_Data records_.
---+---

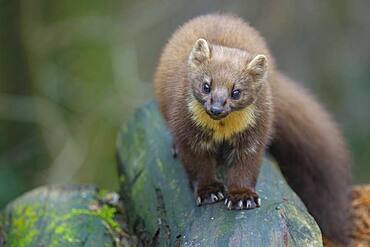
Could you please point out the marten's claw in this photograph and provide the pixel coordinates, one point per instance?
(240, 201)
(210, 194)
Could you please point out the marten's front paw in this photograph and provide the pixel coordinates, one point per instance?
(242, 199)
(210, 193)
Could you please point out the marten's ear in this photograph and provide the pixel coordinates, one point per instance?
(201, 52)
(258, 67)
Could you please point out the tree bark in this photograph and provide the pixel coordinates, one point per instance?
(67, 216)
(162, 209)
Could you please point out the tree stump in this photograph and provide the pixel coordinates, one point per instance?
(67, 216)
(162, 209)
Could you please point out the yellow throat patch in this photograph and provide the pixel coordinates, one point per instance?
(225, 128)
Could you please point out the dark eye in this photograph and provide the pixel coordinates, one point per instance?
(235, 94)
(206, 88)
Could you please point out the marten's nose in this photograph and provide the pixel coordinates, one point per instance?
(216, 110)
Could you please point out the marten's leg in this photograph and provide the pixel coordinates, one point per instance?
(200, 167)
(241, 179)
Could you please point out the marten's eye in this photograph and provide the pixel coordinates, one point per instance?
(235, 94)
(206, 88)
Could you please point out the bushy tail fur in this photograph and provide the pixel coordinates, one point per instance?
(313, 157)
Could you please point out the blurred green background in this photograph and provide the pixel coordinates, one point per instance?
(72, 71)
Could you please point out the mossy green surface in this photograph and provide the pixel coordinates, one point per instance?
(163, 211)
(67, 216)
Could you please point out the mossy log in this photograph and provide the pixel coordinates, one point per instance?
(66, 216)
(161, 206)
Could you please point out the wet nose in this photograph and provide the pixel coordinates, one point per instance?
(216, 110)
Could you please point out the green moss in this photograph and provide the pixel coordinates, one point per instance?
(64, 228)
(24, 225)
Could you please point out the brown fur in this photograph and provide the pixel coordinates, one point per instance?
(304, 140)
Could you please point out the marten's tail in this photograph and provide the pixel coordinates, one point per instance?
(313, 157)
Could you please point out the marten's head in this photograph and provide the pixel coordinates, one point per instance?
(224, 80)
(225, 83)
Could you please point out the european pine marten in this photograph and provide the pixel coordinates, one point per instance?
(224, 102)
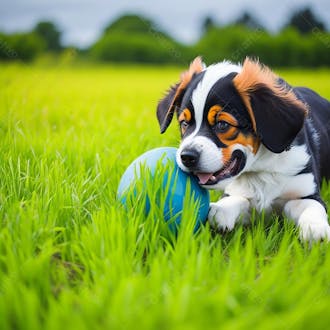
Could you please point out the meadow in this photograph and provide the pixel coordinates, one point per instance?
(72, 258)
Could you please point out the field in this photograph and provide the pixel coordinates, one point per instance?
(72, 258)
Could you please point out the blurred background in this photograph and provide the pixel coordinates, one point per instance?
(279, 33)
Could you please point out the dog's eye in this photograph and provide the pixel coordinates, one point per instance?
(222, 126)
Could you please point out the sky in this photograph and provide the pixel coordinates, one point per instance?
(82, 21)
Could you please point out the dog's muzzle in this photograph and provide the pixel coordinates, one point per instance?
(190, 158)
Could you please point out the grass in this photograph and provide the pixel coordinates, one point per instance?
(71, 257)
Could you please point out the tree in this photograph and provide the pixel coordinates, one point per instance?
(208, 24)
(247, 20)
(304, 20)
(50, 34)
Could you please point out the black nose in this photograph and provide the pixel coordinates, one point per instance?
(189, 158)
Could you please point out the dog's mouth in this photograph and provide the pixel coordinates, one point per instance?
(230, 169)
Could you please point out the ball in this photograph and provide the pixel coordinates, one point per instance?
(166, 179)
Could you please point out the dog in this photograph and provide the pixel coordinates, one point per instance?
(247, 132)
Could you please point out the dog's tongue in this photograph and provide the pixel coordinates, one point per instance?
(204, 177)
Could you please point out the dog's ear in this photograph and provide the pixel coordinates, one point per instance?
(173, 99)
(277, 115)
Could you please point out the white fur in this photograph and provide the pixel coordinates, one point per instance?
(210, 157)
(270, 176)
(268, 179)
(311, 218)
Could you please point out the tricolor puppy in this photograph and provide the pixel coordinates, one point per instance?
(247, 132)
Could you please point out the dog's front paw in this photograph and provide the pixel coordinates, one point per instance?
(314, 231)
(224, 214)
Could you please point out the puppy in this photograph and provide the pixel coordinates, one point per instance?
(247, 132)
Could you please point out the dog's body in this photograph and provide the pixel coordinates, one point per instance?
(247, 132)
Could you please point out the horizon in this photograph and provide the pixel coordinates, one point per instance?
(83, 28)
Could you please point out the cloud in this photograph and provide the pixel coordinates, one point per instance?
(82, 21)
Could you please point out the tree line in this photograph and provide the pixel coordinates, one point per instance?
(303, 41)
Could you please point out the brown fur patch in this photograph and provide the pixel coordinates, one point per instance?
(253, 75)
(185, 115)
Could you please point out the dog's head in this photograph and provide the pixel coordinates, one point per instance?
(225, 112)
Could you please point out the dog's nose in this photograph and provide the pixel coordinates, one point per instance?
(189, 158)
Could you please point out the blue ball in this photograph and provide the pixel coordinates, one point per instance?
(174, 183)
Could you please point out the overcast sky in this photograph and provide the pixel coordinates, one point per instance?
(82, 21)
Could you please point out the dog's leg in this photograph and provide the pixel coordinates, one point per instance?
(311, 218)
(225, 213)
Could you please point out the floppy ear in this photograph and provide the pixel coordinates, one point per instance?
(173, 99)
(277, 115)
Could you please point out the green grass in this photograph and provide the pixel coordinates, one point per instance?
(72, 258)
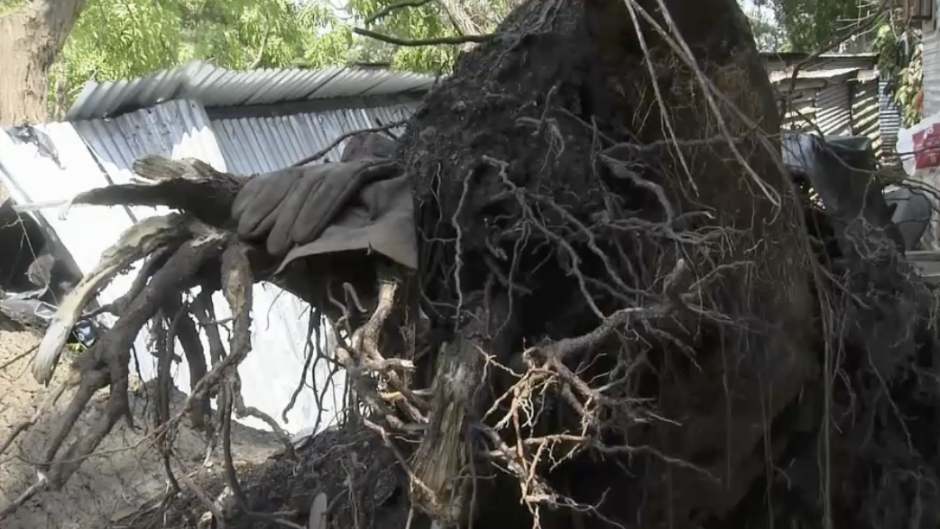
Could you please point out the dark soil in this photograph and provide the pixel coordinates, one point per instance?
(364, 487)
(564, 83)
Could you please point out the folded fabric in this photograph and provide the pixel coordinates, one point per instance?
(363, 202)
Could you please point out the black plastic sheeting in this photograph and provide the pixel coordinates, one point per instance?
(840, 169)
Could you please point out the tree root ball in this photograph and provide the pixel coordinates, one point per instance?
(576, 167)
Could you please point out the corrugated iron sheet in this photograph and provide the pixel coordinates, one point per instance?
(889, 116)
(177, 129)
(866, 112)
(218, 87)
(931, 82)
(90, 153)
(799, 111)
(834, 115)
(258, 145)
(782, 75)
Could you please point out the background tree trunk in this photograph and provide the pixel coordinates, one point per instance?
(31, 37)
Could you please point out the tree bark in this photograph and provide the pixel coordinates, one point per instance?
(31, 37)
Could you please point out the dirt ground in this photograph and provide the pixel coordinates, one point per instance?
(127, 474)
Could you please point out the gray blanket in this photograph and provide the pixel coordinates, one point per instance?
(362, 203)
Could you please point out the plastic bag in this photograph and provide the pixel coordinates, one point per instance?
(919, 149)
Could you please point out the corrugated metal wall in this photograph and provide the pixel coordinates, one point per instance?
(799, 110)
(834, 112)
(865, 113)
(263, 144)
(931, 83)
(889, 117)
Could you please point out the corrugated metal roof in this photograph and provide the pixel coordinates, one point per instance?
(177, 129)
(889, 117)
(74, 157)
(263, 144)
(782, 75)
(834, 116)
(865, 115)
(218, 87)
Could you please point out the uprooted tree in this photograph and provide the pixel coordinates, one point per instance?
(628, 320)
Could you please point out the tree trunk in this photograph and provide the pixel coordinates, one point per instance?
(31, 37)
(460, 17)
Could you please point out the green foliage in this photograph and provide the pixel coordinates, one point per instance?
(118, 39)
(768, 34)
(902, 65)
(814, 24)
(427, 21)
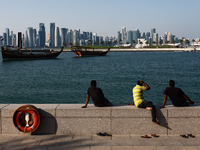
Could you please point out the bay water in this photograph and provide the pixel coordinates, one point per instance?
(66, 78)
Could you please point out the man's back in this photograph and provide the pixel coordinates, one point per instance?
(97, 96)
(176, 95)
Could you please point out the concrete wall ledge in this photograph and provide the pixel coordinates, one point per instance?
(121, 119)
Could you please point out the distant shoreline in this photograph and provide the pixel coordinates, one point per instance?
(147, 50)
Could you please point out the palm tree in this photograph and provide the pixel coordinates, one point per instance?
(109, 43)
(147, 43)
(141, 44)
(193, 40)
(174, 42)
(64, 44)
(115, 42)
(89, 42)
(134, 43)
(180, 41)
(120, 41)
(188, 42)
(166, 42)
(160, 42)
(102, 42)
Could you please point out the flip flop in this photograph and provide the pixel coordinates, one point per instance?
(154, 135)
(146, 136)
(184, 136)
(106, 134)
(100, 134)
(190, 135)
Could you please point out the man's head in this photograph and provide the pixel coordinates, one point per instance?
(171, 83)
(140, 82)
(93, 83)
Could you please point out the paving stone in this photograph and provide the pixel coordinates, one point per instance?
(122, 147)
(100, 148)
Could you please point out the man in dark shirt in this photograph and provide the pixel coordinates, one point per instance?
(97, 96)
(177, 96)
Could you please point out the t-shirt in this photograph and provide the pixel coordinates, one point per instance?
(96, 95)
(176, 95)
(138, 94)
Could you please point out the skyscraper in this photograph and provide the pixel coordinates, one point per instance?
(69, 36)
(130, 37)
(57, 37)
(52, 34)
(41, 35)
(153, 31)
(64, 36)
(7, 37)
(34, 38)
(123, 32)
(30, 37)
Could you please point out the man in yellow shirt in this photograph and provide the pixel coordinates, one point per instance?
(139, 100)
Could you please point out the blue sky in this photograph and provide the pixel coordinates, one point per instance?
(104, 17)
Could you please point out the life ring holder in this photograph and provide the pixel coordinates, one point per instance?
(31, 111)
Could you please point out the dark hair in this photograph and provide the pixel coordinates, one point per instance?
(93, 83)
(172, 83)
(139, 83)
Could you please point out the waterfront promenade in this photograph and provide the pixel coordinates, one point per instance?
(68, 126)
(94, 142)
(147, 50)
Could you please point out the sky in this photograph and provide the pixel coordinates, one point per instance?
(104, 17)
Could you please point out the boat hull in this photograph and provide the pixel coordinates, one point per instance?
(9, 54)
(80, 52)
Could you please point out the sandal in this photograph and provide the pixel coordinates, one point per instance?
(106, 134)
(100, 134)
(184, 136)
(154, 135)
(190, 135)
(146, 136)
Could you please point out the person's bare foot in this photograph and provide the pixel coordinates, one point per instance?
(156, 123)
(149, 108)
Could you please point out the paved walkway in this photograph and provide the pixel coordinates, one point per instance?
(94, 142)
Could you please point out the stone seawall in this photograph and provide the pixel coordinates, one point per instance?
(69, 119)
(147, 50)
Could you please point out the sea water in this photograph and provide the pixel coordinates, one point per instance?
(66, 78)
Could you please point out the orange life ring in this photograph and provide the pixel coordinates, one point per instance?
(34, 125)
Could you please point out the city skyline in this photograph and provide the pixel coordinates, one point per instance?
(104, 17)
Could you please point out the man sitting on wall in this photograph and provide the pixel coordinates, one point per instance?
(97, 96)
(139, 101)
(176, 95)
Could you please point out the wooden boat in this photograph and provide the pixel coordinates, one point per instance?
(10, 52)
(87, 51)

---+---

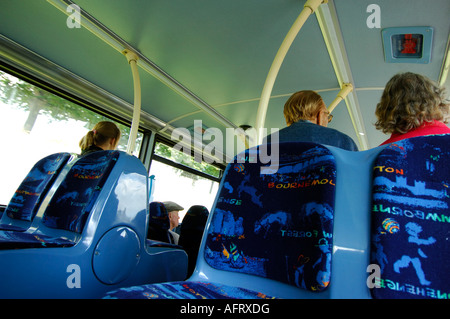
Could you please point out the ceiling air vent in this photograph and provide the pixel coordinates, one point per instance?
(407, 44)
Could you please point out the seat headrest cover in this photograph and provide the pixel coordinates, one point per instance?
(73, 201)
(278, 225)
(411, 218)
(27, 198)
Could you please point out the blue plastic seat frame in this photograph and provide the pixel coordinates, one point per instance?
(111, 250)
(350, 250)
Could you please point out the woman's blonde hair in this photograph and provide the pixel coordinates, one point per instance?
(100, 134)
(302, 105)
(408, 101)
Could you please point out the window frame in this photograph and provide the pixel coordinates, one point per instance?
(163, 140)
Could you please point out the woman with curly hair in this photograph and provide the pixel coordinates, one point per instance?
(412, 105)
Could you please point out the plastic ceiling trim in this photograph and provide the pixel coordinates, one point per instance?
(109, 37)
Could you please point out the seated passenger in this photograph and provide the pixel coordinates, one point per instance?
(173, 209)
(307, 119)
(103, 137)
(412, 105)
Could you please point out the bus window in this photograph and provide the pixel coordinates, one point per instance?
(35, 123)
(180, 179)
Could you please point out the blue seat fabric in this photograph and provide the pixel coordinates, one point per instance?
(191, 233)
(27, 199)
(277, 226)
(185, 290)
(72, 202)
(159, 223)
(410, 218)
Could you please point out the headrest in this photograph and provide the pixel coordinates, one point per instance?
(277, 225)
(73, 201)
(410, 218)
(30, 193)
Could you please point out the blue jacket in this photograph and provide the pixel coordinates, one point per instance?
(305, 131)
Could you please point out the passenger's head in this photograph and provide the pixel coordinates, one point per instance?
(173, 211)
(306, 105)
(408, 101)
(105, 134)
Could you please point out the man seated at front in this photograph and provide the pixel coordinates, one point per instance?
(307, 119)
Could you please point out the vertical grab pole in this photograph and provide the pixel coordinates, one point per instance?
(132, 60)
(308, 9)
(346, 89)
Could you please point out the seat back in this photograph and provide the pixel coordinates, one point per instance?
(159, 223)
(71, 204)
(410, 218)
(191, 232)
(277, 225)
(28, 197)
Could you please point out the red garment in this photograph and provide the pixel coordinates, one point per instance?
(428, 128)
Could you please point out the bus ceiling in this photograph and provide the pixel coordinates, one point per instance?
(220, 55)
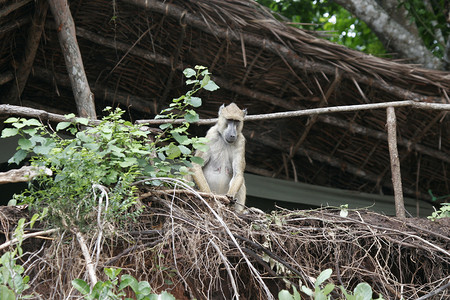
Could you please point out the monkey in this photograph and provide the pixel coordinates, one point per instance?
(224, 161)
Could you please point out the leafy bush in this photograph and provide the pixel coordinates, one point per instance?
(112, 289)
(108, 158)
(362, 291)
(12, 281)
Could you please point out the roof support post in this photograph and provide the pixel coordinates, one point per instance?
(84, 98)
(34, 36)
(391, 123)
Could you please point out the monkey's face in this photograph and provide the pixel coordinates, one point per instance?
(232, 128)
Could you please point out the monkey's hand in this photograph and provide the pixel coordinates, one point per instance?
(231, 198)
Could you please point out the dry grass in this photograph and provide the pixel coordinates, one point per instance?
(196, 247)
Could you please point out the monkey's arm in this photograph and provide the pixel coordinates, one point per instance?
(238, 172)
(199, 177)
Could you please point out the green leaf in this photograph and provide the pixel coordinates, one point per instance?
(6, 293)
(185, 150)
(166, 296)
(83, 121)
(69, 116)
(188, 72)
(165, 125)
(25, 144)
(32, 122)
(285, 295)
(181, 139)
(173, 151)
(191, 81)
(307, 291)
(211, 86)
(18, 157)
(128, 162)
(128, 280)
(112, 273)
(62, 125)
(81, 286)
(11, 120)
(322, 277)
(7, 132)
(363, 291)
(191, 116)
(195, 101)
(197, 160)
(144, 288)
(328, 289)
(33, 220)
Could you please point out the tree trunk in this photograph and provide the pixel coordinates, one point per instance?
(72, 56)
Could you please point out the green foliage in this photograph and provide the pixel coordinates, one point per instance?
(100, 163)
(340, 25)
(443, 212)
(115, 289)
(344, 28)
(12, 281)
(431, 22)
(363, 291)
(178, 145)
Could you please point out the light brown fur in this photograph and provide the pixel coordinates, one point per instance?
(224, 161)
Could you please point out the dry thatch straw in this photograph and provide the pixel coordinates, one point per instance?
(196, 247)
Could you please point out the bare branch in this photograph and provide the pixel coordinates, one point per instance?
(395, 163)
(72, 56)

---+---

_What is required_. Pull out each line of the items above that contains the string "yellow", matching case exactly.

_Complete answer_.
Could you please point out the yellow throat patch in this photograph and provide the pixel coordinates, one point per instance?
Could you please point out the man in yellow shirt in this photograph and provide the pixel coordinates, one point per instance?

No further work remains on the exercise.